Unfortunately no portion of our community, including commercial real estate, is unscathed by the ongoing pandemic (COVID-19). Reinhart's Real Estate Team is actively responding to questions from clients involved in all sectors of commercial real estate to help them provide an effective COVID-19 response. Unsurprisingly, we have found that most real estate agreements provide little guidance to our clients on either the legal responsibilities or moral obligations presented by COVID-19, and we have a number of threshold tips to help with the process of addressing CRE-related challenges caused by the coronavirus.

A handful of threshold items can help all of our commercial real estate clients focus on how they can begin implementing an effective COVID-19 response at their properties. We are finding that our commercial tenant clients are generally concerned about protecting their employees, and they want clear, transparent, and timely communication of any COVID-19 related event at their place of business from their landlords and service providers. Similarly, our owner, operator and landlord clients are implementing enhanced procedures to keep properties clean and safe, and they are responding to requests by their tenants and other users for transparent and timely communication. In addition, all of our real estate clients are concerned about complying with the terms of existing agreements, following governmental health directives and mitigating the damage of COVID-19 to their properties and businesses.

The following steps are just the start of how our real estate clients can begin the process of implementing a COVID-19 response:

First, because the situation is evolving rapidly, it is paramount that we all continue to review and follow government directives, laws and orders issued by federal, state and local authorities (Health Directives). Health Directives may override, through the force of law, what a given contract dictates or provide government aid for taking recommended measures. Reinhart attorneys are continuously reviewing the evolving Health Directives and are providing counsel to clients on impacts to private agreements.

::::::

• What to do:
Duplicate the stretch of the COVID-19 real estate text from "Unfortunately no portion" through "by the coronavirus.".

• Study material:
::::::

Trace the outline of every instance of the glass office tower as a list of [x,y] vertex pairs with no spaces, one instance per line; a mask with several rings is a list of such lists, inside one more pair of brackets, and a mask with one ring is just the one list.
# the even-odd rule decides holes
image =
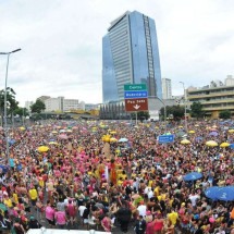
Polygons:
[[102,38],[103,103],[124,99],[124,84],[146,84],[149,97],[162,99],[161,71],[155,21],[126,12]]

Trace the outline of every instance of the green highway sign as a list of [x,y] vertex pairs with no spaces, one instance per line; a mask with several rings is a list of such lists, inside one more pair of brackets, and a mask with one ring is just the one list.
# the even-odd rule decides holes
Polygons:
[[124,91],[139,91],[139,90],[147,90],[146,84],[124,85]]

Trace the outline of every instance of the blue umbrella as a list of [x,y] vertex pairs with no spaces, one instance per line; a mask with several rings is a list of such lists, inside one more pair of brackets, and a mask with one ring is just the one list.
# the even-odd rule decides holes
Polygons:
[[217,200],[217,193],[219,192],[219,189],[220,187],[218,186],[209,187],[205,190],[205,195],[212,200]]
[[234,200],[234,186],[222,187],[217,192],[219,200],[231,201]]
[[210,132],[209,133],[209,136],[218,136],[219,135],[219,133],[217,133],[217,132]]
[[2,170],[3,173],[7,173],[9,170],[7,165],[0,165],[0,169]]
[[202,177],[202,174],[199,172],[190,172],[184,176],[184,181],[196,181]]
[[8,143],[9,143],[10,146],[12,146],[12,145],[14,145],[16,143],[16,140],[15,139],[9,139]]

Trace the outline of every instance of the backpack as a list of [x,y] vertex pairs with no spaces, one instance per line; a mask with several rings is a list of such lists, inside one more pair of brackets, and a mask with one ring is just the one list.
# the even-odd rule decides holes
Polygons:
[[88,176],[87,174],[86,174],[85,177],[84,177],[84,182],[85,182],[85,183],[89,183],[89,176]]

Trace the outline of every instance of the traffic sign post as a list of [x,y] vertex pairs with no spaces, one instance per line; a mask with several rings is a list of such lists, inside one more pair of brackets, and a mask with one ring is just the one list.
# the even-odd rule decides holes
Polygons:
[[174,135],[160,135],[159,136],[159,143],[173,143],[174,141]]

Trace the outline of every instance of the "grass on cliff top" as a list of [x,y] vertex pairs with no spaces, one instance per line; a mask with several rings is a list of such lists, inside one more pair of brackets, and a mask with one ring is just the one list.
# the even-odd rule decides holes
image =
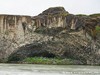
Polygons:
[[53,64],[53,65],[72,65],[77,64],[72,59],[58,59],[58,58],[46,58],[46,57],[30,57],[25,58],[22,63],[28,64]]

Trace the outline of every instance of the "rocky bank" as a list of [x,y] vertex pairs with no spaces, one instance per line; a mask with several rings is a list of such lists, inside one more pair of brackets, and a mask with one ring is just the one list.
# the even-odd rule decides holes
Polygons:
[[99,26],[100,16],[73,15],[63,7],[33,17],[0,15],[0,61],[38,56],[99,65]]

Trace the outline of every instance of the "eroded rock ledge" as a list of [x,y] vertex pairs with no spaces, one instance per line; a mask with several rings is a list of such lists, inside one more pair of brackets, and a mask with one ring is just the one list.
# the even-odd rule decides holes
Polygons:
[[100,64],[99,20],[99,16],[70,14],[63,7],[37,16],[0,15],[0,60],[44,56]]

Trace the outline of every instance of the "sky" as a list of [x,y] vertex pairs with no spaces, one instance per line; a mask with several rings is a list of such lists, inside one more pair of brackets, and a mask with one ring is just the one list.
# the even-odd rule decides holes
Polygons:
[[57,6],[71,14],[100,13],[100,0],[0,0],[0,14],[35,16]]

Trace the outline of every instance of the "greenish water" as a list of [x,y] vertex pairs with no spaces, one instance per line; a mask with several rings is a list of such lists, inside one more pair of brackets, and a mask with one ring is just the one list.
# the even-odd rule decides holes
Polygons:
[[0,64],[0,75],[100,75],[99,66]]

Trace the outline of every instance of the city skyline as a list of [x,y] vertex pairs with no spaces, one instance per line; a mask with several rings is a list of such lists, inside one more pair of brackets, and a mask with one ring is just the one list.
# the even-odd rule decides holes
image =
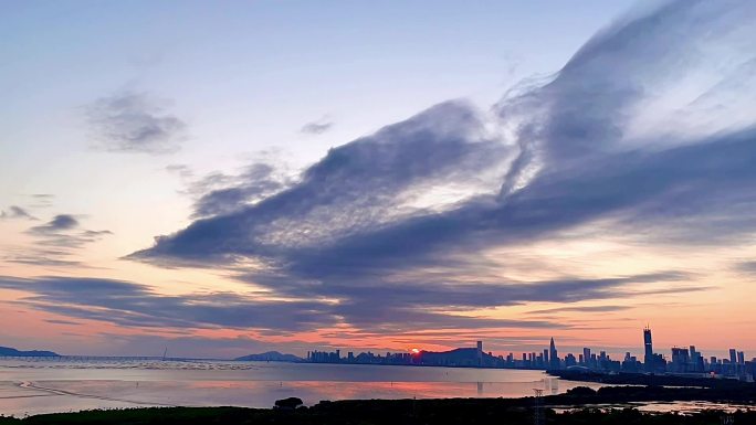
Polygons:
[[[493,353],[483,349],[483,341],[476,341],[474,348],[455,348],[445,352],[432,352],[419,349],[406,352],[374,353],[371,351],[356,353],[342,350],[307,351],[301,361],[309,363],[333,364],[382,364],[382,365],[424,365],[452,368],[491,368],[545,370],[548,373],[566,371],[568,373],[598,373],[613,375],[664,375],[679,379],[728,379],[743,382],[756,381],[756,357],[748,359],[744,351],[731,348],[728,357],[706,355],[695,346],[687,348],[672,347],[671,355],[654,351],[651,328],[643,328],[643,358],[627,351],[620,360],[613,359],[606,350],[594,350],[584,347],[582,352],[575,355],[568,352],[559,357],[554,338],[543,352]],[[276,353],[279,354],[279,353]],[[711,354],[711,353],[708,353]],[[256,354],[256,358],[265,358]],[[291,359],[285,360],[291,361]],[[690,382],[689,382],[690,384]]]
[[754,353],[754,21],[2,2],[0,346]]

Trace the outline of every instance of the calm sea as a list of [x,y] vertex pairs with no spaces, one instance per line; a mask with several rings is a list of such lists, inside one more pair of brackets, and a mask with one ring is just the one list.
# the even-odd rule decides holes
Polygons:
[[[322,400],[519,397],[600,384],[540,371],[145,359],[0,359],[0,414]],[[668,406],[669,407],[669,406]]]

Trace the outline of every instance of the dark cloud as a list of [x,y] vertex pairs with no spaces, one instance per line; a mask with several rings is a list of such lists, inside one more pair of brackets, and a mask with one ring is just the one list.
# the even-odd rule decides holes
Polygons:
[[86,108],[101,146],[112,151],[168,153],[180,148],[187,128],[145,93],[119,93]]
[[21,302],[35,309],[129,327],[304,330],[337,321],[316,301],[261,301],[223,293],[165,296],[113,279],[3,277],[0,287],[31,293]]
[[17,205],[9,206],[8,212],[0,211],[0,220],[2,220],[2,219],[36,220],[36,217],[31,215],[27,210],[22,209],[21,206],[17,206]]
[[300,131],[307,135],[322,135],[330,130],[333,126],[334,123],[332,121],[319,120],[305,124],[304,126],[302,126]]
[[[507,320],[442,311],[459,307],[494,307],[526,301],[571,302],[632,294],[633,283],[658,281],[675,274],[599,280],[517,283],[511,285],[445,285],[443,288],[328,288],[298,294],[288,300],[267,300],[230,293],[167,296],[149,287],[102,278],[0,277],[0,288],[30,293],[20,304],[67,318],[101,320],[140,328],[233,328],[303,331],[349,323],[365,331],[427,331],[429,329],[560,328],[544,320]],[[292,288],[293,289],[293,288]],[[684,289],[680,289],[681,291]],[[338,296],[334,304],[323,296]],[[380,299],[380,304],[376,302]]]
[[[254,204],[242,205],[238,188],[218,192],[209,205],[235,206],[209,209],[129,258],[237,269],[252,261],[262,266],[243,279],[277,295],[337,299],[329,311],[361,328],[396,326],[393,317],[472,326],[489,319],[448,311],[710,290],[679,274],[516,283],[491,272],[495,264],[481,278],[480,257],[599,222],[649,244],[735,243],[755,231],[756,119],[632,132],[657,93],[717,61],[706,56],[723,51],[712,45],[753,60],[750,18],[753,2],[672,1],[621,19],[548,82],[502,99],[493,111],[504,136],[471,106],[441,104],[332,149]],[[720,86],[703,92],[716,97]],[[411,206],[438,188],[472,183],[487,190]]]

::::::

• Result:
Unfortunately no portion of our community, including commercial real estate, is unscathed by the ongoing pandemic (COVID-19). Reinhart's Real Estate Team is actively responding to questions from clients involved in all sectors of commercial real estate to help them provide an effective COVID-19 response. Unsurprisingly, we have found that most real estate agreements provide little guidance to our clients on either the legal responsibilities or moral obligations presented by COVID-19, and we have a number of threshold tips to help with the process of addressing CRE-related challenges caused by the coronavirus.